**TEXT EXTRACT:**
— Begin —

AB: Can you talk some about the behavioral economics and social psychology of gaming?

TC: Absolutely. There’s a great case study: If I were to show you a website and all it had on it was a button that said "click me," about 50% of people would click it for the heck of it. If you were to click it and it said "Congratulations! You just reached Level 2, click me again," then you’d see about 75% or more people click it because they saw a little Pavlovian response. Research has shown that people will click through stupid websites like that for literally 10-15 minutes before realizing: "Wait, what am I doing? I’m just clicking a button."

Humans love to be scored, we love to be given feedback on ourselves, and we love to see progress in real time. Instant gratification towards this leveling curve is something that’s innate for humans. Games are so compelling because they’re systems which level people up across multiple dimensions based on what the game wants you to do. This leveling curve is a very well known mechanic in game design.

In the first 30 seconds to 2 minutes of interaction, the new player quickly gets a reward for doing something. They’ve leveled up from level 1 to level 2. Similarly, they do a little bit more and they level up to level 3. You see you’re making progress and then over time you make the levels harder and harder to achieve and that’s the classic leveling curve. You can see this in games like World of Warcraft and most social games today. To get people addicted quickly is about getting that compulsion loop going – to show positive feedback, instant gratification, in the first few minutes of interaction. In those first few minutes you’re actually training the user how to keep leveling up. And if you do your job right as the designer of that mechanic, they’re addicted and they’ll keep going to level 5, level 50, or beyond.

What I spend a lot of time on – in addition to just game investments – is applying these gaming mechanics to other facets of real life and industries. That’s called meta-gaming or gamification of life. Good examples are all over the place. When you go to your favorite neighborhood cafe and there’s a punch card – buy 10, get one free – that’s the gaming mechanic of collection. When you choose your next flight and you say: "I’m going with United because I’m Premier and I’m almost going to get Premier Executive," that’s a gaming mechanic at work: leveling up.

Actually, if United was really smart, instead of just Premier and Premier Executive, 1K, and Global Services, they’d have 50 levels and every level would be just within reach after another couple of actions. That granularity can provide people with an even more compelling loop to stay hooked on it and keep playing the game.

— End —

**RAW DATA:**

— Begin —

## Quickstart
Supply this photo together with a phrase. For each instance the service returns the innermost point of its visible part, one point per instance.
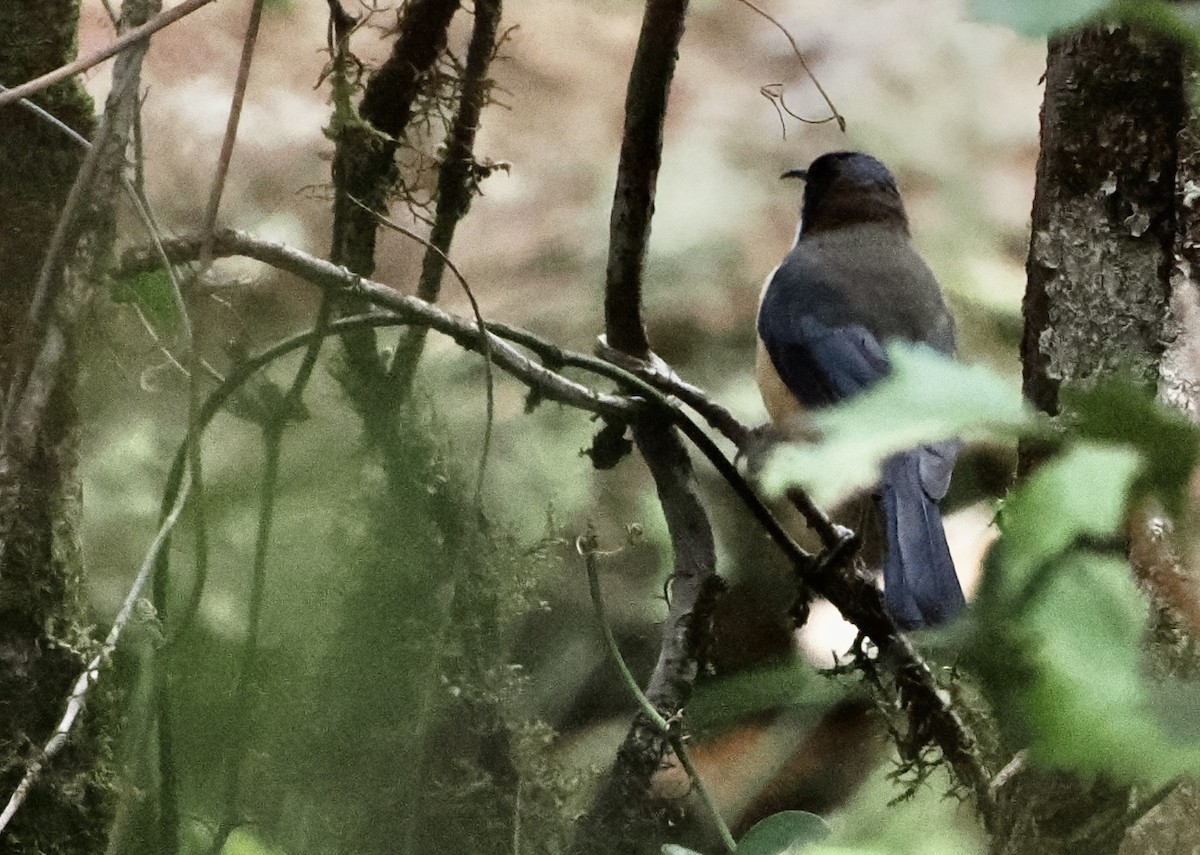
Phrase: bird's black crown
(846, 189)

— End —

**PROBLEM SET:**
1) Answer these about the gaming interview:
(a) Roughly what share of people click a website button that says only "click me"?
(b) Which gaming mechanic does the cafe punch card represent?
(c) How many levels does the speaker say United would have if it were really smart?
2) Please carry on the gaming interview after its last sentence.
The listing comes from a separate source.

**ANSWERS IN ORDER:**
1)
(a) About 50%
(b) Collection
(c) 50

2)
AB: You’re interested in tying gaming mechanics into real life, but my personal opinion is that games like Farmville don’t have a lot of societal good outside of a pure entertainment aspect. Have you seen games that have more of a social impact on real life?

TC: Absolutely, one of the first social games out there was created by my friend David King, an ex Google employee. He created Lil Green Patch and this was kind of like a primitive ancestor to Farmville. You were basically cultivating little rainforest patches and you spent money on virtual currencies to buy little items. He tied the money spent on those virtual currencies to saving real life acres of rainforest. And with this application I think he ended up raising a ton of money to save real rainforests. So, oddly enough, one of the very casual games had a social good tied to it. That’s one example.

A second example: Lawrence Bender – Quentin Tarantino’s production partner, behind Pulp Fiction and Inglorious Bastards – recently created a documentary called Countdown to Zero which was about the nuclear arms proliferation and the remaining threat of it. He was very passionate about this and he needed to get the word out because, let’s face it, documentaries around causes are not super sexy and easy to promote anymore. I introduced him to our portfolio company: Playdom. In Playdom social games, one of the social goods is this documentary. The reason it’s in there is to spread awareness about that documentary and it’s already led to hundreds of thousands of people watching that trailer. That’s another example of tying causes into social games.

I agree with you: a lot of social games are frivolous but the potential power they have to be used for causes and create societal good is huge and it’s still in the infant stages of being used for that.

AB: What do you see as potential future games that we might be playing in real life?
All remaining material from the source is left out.